_Given data_:

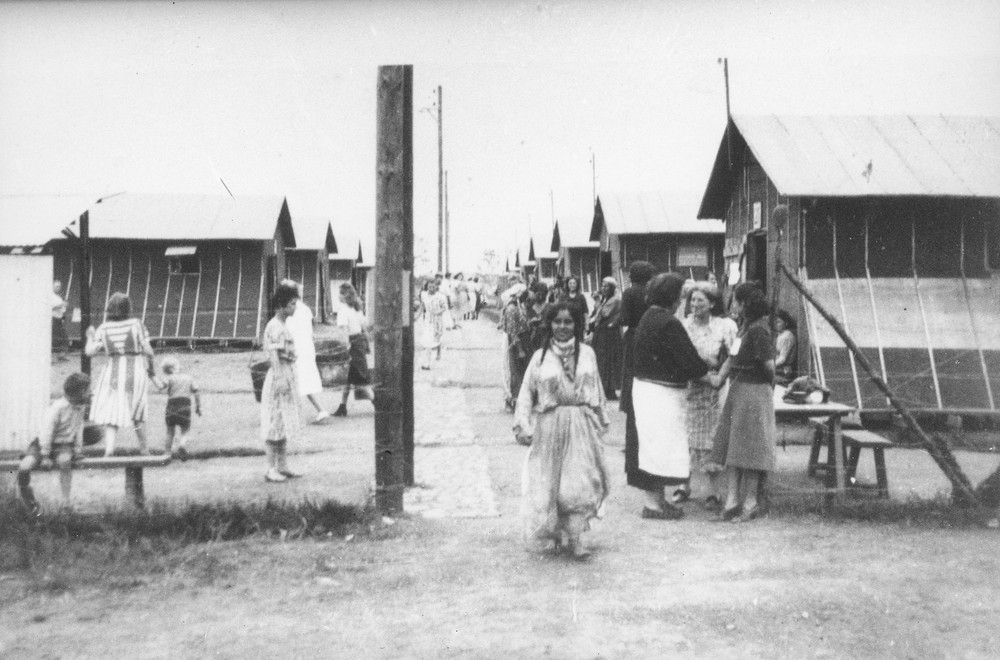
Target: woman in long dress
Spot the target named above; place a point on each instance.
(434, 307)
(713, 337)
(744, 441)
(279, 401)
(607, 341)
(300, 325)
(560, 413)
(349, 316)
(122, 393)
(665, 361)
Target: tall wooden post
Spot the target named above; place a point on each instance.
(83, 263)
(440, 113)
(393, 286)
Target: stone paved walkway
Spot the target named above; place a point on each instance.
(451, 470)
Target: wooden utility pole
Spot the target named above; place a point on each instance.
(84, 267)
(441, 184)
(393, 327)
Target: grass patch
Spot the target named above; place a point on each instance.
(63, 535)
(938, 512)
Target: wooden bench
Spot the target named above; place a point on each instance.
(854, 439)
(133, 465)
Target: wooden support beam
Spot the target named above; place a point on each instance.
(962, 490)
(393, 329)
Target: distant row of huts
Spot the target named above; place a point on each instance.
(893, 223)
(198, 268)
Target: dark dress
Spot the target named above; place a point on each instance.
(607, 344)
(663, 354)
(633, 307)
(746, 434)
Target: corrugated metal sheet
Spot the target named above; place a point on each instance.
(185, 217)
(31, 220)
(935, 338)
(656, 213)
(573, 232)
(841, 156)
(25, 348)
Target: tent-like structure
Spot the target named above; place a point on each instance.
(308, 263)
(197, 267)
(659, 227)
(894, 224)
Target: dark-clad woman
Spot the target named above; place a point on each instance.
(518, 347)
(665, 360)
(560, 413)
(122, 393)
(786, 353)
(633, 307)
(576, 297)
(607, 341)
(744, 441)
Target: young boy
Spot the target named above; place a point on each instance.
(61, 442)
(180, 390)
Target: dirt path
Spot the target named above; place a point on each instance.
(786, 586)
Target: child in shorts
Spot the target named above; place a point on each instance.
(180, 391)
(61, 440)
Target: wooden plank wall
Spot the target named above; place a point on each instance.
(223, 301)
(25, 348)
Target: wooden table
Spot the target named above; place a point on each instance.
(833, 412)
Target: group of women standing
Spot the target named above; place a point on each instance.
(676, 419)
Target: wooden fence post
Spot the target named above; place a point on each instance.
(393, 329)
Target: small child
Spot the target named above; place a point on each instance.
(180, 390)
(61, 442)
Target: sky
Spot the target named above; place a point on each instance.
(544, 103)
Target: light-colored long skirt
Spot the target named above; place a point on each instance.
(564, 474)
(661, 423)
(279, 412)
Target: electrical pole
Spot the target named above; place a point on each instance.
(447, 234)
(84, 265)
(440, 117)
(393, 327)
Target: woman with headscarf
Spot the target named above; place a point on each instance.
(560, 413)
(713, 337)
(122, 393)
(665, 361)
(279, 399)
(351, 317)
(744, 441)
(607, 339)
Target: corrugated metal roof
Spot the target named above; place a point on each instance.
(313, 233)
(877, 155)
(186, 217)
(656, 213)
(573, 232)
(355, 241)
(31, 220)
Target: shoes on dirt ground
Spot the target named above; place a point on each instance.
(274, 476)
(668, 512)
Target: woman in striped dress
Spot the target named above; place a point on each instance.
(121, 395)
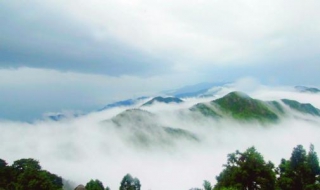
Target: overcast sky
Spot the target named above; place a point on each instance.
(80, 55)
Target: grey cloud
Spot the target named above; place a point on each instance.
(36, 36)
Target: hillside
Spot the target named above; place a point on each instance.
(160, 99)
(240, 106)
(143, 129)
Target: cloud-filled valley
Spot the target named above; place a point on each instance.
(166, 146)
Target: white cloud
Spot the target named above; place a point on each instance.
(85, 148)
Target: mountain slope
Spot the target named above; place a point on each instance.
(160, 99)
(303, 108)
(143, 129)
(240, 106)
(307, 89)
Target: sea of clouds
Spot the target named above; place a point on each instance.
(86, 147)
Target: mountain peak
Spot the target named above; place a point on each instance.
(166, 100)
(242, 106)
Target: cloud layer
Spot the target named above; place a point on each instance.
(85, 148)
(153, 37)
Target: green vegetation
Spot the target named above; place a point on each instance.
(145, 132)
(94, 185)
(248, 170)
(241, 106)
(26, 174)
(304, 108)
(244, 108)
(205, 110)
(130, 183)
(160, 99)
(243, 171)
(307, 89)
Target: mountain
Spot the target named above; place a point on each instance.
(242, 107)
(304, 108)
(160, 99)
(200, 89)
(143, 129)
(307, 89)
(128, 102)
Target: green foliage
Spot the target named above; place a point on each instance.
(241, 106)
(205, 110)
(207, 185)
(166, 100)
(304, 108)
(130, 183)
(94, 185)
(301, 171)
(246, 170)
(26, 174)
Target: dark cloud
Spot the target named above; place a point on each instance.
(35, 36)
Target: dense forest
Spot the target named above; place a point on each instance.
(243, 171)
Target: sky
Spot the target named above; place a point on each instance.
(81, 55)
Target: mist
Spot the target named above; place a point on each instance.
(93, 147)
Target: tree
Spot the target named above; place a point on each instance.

* * *

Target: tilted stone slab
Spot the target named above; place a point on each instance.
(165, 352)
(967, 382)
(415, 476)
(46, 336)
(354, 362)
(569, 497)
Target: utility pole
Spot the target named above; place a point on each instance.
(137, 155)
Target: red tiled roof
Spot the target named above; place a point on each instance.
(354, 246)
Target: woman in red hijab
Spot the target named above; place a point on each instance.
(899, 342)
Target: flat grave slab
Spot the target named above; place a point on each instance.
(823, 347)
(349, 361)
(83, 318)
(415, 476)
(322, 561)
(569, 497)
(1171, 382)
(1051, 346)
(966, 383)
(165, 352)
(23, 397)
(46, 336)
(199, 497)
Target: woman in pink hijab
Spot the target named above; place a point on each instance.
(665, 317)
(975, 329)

_The task_:
Copy out each line above that contains the string "wooden". Case counts.

_Exercise response_:
Target: tall wooden post
Target: wooden utility pole
Target: wooden bench
Target: wooden support beam
Target: wooden plank wall
Target: wooden table
Target: wooden fence post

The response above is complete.